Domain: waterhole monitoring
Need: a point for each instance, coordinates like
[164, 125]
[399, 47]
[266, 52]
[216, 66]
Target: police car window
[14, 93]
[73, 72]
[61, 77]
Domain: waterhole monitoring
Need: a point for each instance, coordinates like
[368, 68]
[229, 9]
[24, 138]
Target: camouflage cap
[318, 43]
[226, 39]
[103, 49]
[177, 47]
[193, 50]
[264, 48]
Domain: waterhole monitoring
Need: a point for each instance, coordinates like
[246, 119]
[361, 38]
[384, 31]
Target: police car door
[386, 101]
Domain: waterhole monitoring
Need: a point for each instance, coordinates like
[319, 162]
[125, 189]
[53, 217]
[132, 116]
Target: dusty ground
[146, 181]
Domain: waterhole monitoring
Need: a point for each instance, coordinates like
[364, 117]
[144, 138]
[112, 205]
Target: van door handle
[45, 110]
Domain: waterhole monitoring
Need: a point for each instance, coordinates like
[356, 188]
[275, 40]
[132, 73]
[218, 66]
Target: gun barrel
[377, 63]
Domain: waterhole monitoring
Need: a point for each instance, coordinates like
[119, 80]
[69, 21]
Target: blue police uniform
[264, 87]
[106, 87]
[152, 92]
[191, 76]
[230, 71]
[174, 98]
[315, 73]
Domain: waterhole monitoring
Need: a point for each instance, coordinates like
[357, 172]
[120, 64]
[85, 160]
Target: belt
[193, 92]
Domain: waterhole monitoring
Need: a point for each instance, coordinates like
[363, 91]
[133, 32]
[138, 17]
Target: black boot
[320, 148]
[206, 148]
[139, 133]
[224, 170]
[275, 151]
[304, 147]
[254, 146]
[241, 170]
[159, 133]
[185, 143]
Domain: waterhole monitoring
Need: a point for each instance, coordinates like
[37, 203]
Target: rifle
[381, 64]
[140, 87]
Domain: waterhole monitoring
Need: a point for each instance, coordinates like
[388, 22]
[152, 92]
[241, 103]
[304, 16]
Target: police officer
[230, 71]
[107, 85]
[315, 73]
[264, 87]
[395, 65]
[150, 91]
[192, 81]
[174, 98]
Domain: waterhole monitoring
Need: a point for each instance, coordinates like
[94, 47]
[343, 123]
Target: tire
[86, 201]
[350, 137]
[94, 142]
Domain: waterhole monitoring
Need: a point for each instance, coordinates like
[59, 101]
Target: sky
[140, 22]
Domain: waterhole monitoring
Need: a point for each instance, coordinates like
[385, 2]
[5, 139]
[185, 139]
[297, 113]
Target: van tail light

···

### TASK TO CARRY OUT
Would you return the full set of entries, unchanged in every detail?

### FINISHED EXERCISE
Domain: waterhole monitoring
Need: a point for each instance, coordinates like
[164, 125]
[399, 47]
[266, 52]
[216, 66]
Target: police car window
[14, 93]
[73, 72]
[61, 77]
Domain: waterhole monitoring
Need: a point for each instance, coordinates like
[368, 68]
[229, 9]
[24, 138]
Target: camouflage cap
[318, 43]
[226, 39]
[103, 49]
[177, 47]
[193, 50]
[264, 48]
Domain: waterhole monitoring
Need: a point for each instance, coordinates like
[246, 119]
[361, 38]
[384, 31]
Target: police car door
[386, 101]
Domain: waterhole monitoring
Need: a point for each instance, coordinates like
[319, 162]
[125, 189]
[53, 217]
[132, 116]
Target: dusty ground
[146, 181]
Domain: waterhole monitoring
Need: a point for each instance, coordinates like
[364, 117]
[144, 138]
[112, 205]
Target: van door handle
[45, 110]
Domain: waterhole monitoring
Need: a point for each instance, coordinates like
[356, 188]
[275, 40]
[132, 73]
[218, 66]
Target: gun barrel
[377, 63]
Domain: waterhole monitoring
Need: a point for each instance, coordinates like
[119, 80]
[69, 21]
Target: blue police uniform
[264, 87]
[106, 87]
[152, 92]
[191, 76]
[230, 71]
[174, 98]
[315, 73]
Domain: waterhole monitoring
Need: a point for each instance, coordinates like
[357, 172]
[120, 64]
[85, 160]
Target: belt
[193, 92]
Domain: waterhole monitoring
Need: a point for each instance, coordinates like
[363, 91]
[133, 32]
[138, 17]
Target: black boot
[320, 148]
[206, 148]
[139, 133]
[224, 170]
[275, 151]
[304, 147]
[254, 146]
[241, 170]
[159, 133]
[185, 143]
Domain: waterhole monitoring
Need: a point for each instance, coordinates like
[37, 203]
Target: rifle
[381, 64]
[140, 87]
Domain: waterhole monitoring
Need: a point for each instance, coordinates like
[388, 22]
[152, 92]
[241, 103]
[304, 16]
Target: police officer
[230, 71]
[107, 85]
[315, 73]
[264, 87]
[395, 65]
[150, 91]
[192, 81]
[174, 98]
Domain: waterhole monitoring
Need: a point for each instance, coordinates like
[94, 47]
[343, 123]
Target: tire
[86, 201]
[350, 137]
[94, 142]
Domain: waterhole monitoring
Need: a point for each instance, coordinates like
[59, 101]
Target: sky
[140, 22]
Domain: waterhole monitoring
Need: a point for each instance, coordinates like
[385, 2]
[5, 139]
[185, 139]
[297, 113]
Target: van tail light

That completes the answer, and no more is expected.